• **LISTED ENTRIES**
##########

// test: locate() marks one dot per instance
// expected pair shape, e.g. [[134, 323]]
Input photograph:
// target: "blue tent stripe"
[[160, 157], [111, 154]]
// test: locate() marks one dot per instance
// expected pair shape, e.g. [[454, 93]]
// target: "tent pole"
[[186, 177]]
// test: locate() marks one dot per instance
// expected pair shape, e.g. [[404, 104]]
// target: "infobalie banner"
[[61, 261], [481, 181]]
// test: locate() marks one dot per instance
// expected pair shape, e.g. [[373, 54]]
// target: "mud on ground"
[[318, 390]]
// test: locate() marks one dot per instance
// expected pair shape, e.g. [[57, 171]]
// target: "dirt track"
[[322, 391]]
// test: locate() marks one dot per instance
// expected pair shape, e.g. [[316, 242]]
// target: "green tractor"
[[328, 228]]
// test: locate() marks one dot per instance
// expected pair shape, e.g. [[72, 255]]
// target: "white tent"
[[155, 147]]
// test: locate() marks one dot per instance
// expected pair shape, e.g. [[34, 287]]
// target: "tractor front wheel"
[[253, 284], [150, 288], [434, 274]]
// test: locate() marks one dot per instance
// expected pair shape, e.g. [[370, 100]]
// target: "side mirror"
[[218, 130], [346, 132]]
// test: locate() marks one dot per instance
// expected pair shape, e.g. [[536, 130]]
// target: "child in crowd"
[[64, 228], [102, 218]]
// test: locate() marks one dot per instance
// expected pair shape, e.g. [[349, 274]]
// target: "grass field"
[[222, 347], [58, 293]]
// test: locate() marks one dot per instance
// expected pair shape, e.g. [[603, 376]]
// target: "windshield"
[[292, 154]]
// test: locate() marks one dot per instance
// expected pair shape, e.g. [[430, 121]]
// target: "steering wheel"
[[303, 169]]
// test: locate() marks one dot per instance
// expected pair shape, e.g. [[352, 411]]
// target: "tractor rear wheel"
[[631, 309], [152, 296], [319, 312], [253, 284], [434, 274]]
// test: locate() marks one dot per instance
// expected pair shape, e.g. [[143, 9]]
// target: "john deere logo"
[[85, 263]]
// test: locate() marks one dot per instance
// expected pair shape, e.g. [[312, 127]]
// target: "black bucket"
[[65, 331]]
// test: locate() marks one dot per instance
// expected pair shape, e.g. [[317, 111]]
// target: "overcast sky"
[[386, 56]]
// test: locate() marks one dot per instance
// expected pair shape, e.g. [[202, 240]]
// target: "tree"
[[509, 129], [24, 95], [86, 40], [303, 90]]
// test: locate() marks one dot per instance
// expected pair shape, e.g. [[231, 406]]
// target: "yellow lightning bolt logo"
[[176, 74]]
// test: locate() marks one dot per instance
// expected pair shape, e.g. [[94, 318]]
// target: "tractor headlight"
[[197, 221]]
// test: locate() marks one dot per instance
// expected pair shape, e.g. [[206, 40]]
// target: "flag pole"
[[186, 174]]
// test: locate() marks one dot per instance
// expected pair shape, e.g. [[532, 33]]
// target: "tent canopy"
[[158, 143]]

##########

• **WHAT YOU WILL DO**
All of the material above should be set down again, unaltered.

• **EXERCISE ANSWER**
// test: locate() marks one dot per instance
// expected pair shape, e.g. [[134, 323]]
Input photograph:
// target: "blue tent stripe"
[[160, 157], [111, 154]]
// test: locate() marks one dot per instance
// expected pair shape, e.g. [[454, 93]]
// target: "tent pole"
[[186, 177]]
// test: locate() marks one dot per instance
// expected pair shape, e.g. [[404, 104]]
// target: "infobalie banner"
[[61, 261], [481, 181]]
// test: locate() marks one dot per instance
// expected pair shape, e.g. [[373, 54]]
// target: "mud on ground"
[[318, 390]]
// test: locate() marks one dot per instance
// expected pair shape, e.g. [[57, 171]]
// target: "dirt track"
[[322, 391]]
// test: locate() marks one dot per instance
// expected pair shape, e.g. [[316, 242]]
// target: "green tractor"
[[328, 228]]
// test: locate() marks one dot per instance
// expected pair shape, e.g. [[72, 255]]
// target: "white tent"
[[155, 147]]
// test: locate() marks one dot per instance
// expected pair shape, e.g. [[34, 287]]
// target: "tractor front wheel"
[[253, 284], [150, 288], [434, 274]]
// test: locate() marks one dot per instance
// expected pair shape, e.g. [[370, 100]]
// target: "side mirror"
[[218, 130], [346, 132]]
// test: locate() marks one dot per instance
// expected pair shape, e.g. [[536, 130]]
// target: "child in crowd"
[[64, 228], [102, 218]]
// test: locate() marks one dot per instance
// expected pair shape, e.g. [[349, 274]]
// target: "grass field"
[[222, 347], [58, 293]]
// test: locate() marks one dot per instance
// expected pair shape, e.g. [[603, 376]]
// target: "windshield"
[[292, 154]]
// test: locate() marks one dot per instance
// expected pair shape, e.g. [[430, 121]]
// target: "steering wheel"
[[303, 169]]
// test: locate() marks one dot per instance
// expected pair shape, e.g. [[352, 411]]
// target: "tractor rear wheel"
[[631, 309], [152, 296], [319, 312], [253, 284], [434, 274]]
// test: locate() marks one dot per instance
// expected pair shape, e.g. [[143, 9]]
// target: "john deere logo"
[[85, 263]]
// test: locate() marks one dot per instance
// expected pair shape, e.g. [[312, 127]]
// target: "black bucket"
[[65, 331]]
// test: locate() marks one dot per instance
// expected pair shape, e.g. [[317, 111]]
// target: "overcast sky"
[[386, 56]]
// test: locate() marks one dot per instance
// expected pair shape, e.g. [[202, 240]]
// target: "tree"
[[509, 129], [24, 95], [86, 40], [303, 90]]
// test: locate() marks one dot per instance
// expected pair shape, e.g. [[231, 406]]
// target: "yellow lightning bolt logo"
[[176, 74]]
// test: locate() marks one dot per instance
// expected pair shape, e.g. [[94, 318]]
// target: "tractor headlight"
[[197, 221]]
// test: locate() marks one dot per instance
// expected pair shape, e.g. [[206, 40]]
// target: "flag pole"
[[186, 174]]
// test: locate() marks one dot per instance
// expected pair shape, e.g. [[532, 33]]
// target: "tent canopy"
[[158, 143]]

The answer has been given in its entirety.